[TEXT SHOWN]:
Grimlucis on a GLoG discord server has assigned me homework: one GLoG druid. This is tricky, because depending on who you ask a druid is:
  1. A wizard in communion with nature, who can shoot vines out of his wrists and turn into a bear.
  2. A priest who likes calendars and sickles.
  3. A cultist who does blood sacrifices and invents Halloween.
And none of those really interest me. (Though I suppose "Chick Tract Druid" would be a fine microclass for a one-shot.) This seems like an opportunity to seize at an ethos, a lens through which a coherent version of the druid can form. I like the religious aspect here, and the connection to nature, but I don't want that to feel like the abrupt command of a typical wizard spell or the blase certitude of many cleric-concepts.

This druid is, at their core, concerned with nature. They're baffled and amazed by the world unworked by mortals, and they are desperate to understand it, both to ground their increasingly unmoored society and because they are consumed by this intense personal animus. Because this class needs to be appropriate for PCs, it should comfortably fit into stories about exploring, journeying, and straying from your community. It will also take inspiration from the Unanswered Questions ability of Squigboss's Sage. Unlike the sage, the emphasis is on asking small questions about how the world works, not finding the answers to important mysteries.

[STORED RECORDS]:
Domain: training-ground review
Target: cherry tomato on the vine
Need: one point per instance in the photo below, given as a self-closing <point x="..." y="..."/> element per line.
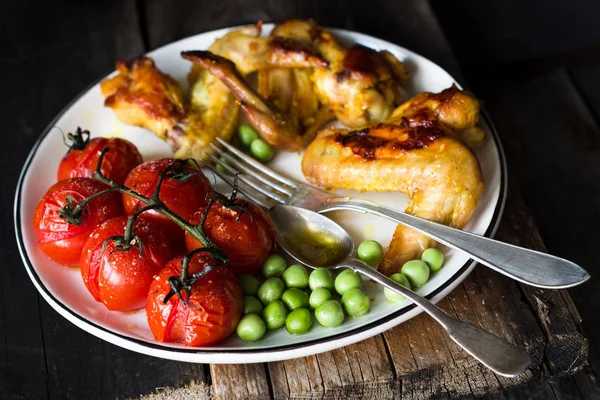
<point x="121" y="158"/>
<point x="63" y="241"/>
<point x="182" y="197"/>
<point x="120" y="279"/>
<point x="214" y="309"/>
<point x="247" y="237"/>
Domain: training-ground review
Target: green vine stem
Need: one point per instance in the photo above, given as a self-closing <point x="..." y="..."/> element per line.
<point x="73" y="211"/>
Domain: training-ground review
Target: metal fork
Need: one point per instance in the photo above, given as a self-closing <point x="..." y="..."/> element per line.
<point x="268" y="188"/>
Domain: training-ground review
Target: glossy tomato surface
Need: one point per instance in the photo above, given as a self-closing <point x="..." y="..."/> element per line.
<point x="183" y="198"/>
<point x="61" y="241"/>
<point x="121" y="158"/>
<point x="216" y="303"/>
<point x="120" y="279"/>
<point x="247" y="238"/>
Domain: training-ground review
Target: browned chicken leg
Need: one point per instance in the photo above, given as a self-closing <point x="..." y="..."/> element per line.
<point x="440" y="175"/>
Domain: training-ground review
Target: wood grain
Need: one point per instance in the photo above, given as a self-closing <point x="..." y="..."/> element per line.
<point x="66" y="45"/>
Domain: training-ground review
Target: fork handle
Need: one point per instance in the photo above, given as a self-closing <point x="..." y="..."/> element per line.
<point x="495" y="353"/>
<point x="524" y="265"/>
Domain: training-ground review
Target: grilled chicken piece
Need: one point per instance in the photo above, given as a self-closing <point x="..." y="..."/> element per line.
<point x="273" y="125"/>
<point x="250" y="52"/>
<point x="455" y="111"/>
<point x="440" y="175"/>
<point x="359" y="86"/>
<point x="144" y="96"/>
<point x="362" y="87"/>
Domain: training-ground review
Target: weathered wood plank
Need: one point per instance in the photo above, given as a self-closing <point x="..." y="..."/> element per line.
<point x="239" y="381"/>
<point x="568" y="133"/>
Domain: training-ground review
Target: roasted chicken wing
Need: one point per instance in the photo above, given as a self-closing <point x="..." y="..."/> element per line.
<point x="305" y="79"/>
<point x="142" y="95"/>
<point x="272" y="123"/>
<point x="250" y="52"/>
<point x="455" y="111"/>
<point x="440" y="175"/>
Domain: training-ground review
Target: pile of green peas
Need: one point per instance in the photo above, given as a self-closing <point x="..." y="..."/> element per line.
<point x="257" y="147"/>
<point x="289" y="296"/>
<point x="414" y="273"/>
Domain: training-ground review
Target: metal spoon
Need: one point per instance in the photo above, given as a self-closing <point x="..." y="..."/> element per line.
<point x="317" y="241"/>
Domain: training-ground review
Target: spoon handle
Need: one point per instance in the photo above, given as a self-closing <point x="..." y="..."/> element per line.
<point x="524" y="265"/>
<point x="497" y="354"/>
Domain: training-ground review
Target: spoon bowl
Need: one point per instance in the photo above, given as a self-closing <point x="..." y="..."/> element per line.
<point x="311" y="238"/>
<point x="318" y="242"/>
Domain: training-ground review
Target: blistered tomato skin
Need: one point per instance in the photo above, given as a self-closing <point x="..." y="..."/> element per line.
<point x="183" y="198"/>
<point x="216" y="303"/>
<point x="246" y="237"/>
<point x="121" y="158"/>
<point x="61" y="241"/>
<point x="120" y="280"/>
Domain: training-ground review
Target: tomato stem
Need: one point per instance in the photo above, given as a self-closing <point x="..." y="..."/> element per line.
<point x="73" y="211"/>
<point x="77" y="140"/>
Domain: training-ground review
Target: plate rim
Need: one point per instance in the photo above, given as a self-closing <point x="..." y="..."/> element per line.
<point x="183" y="354"/>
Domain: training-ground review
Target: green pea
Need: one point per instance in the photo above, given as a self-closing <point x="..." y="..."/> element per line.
<point x="356" y="302"/>
<point x="346" y="280"/>
<point x="298" y="321"/>
<point x="249" y="284"/>
<point x="433" y="258"/>
<point x="330" y="314"/>
<point x="221" y="168"/>
<point x="275" y="314"/>
<point x="261" y="150"/>
<point x="273" y="266"/>
<point x="295" y="298"/>
<point x="252" y="305"/>
<point x="370" y="252"/>
<point x="251" y="328"/>
<point x="270" y="290"/>
<point x="321" y="278"/>
<point x="247" y="134"/>
<point x="318" y="297"/>
<point x="296" y="276"/>
<point x="416" y="271"/>
<point x="395" y="296"/>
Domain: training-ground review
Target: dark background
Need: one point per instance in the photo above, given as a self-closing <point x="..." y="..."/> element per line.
<point x="536" y="65"/>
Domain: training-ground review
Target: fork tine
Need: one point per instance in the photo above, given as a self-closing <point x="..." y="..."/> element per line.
<point x="261" y="202"/>
<point x="250" y="172"/>
<point x="257" y="165"/>
<point x="250" y="183"/>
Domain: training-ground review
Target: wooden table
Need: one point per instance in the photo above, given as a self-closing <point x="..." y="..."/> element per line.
<point x="51" y="55"/>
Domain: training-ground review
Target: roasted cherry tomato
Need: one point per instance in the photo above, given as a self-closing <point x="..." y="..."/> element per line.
<point x="183" y="198"/>
<point x="121" y="158"/>
<point x="214" y="309"/>
<point x="63" y="241"/>
<point x="247" y="237"/>
<point x="120" y="279"/>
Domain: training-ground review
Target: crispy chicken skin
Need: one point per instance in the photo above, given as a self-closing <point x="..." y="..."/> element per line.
<point x="142" y="95"/>
<point x="250" y="52"/>
<point x="440" y="175"/>
<point x="273" y="125"/>
<point x="456" y="112"/>
<point x="359" y="86"/>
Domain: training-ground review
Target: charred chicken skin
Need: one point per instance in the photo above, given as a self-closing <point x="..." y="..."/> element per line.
<point x="142" y="95"/>
<point x="305" y="79"/>
<point x="440" y="174"/>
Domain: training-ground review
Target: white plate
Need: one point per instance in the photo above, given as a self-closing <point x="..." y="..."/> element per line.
<point x="63" y="289"/>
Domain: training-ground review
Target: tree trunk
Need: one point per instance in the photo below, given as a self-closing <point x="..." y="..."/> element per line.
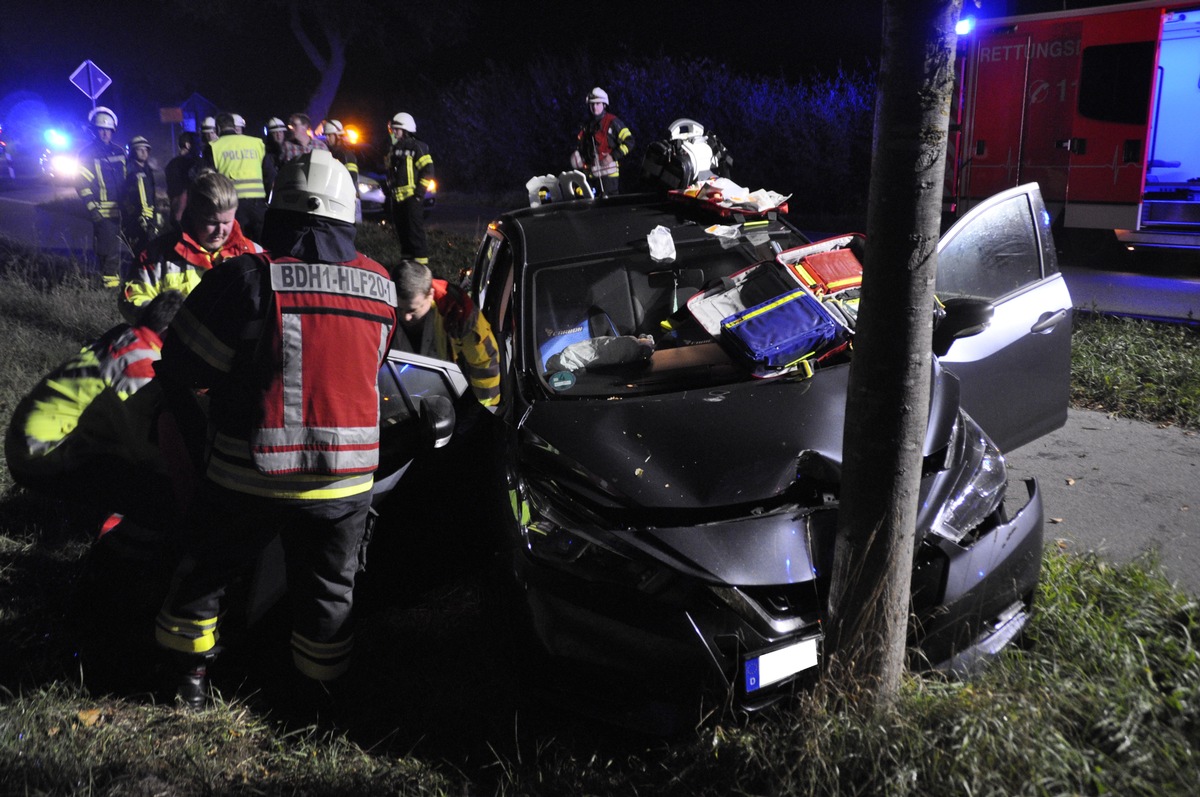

[TASK TO COMPLETE]:
For each statement below, state whether it agrees with the druid text, answering yes or no and quoting the words of the text that decide it.
1. The writer wants the religious aspect and the connection to nature to feel like the abrupt command of a typical wizard spell.
2. The class should fit into stories about exploring, journeying, and straying from one's community.
3. As with the sage, this druid's emphasis is on finding the answers to important mysteries.

[RESPONSE TO THIS TASK]:
1. No: "I don't want that to feel like the abrupt command of a typical wizard spell"
2. Yes: "it should comfortably fit into stories about exploring, journeying, and straying from your community"
3. No: "Unlike the sage, the emphasis is on asking small questions about how the world works, not finding the answers to important mysteries."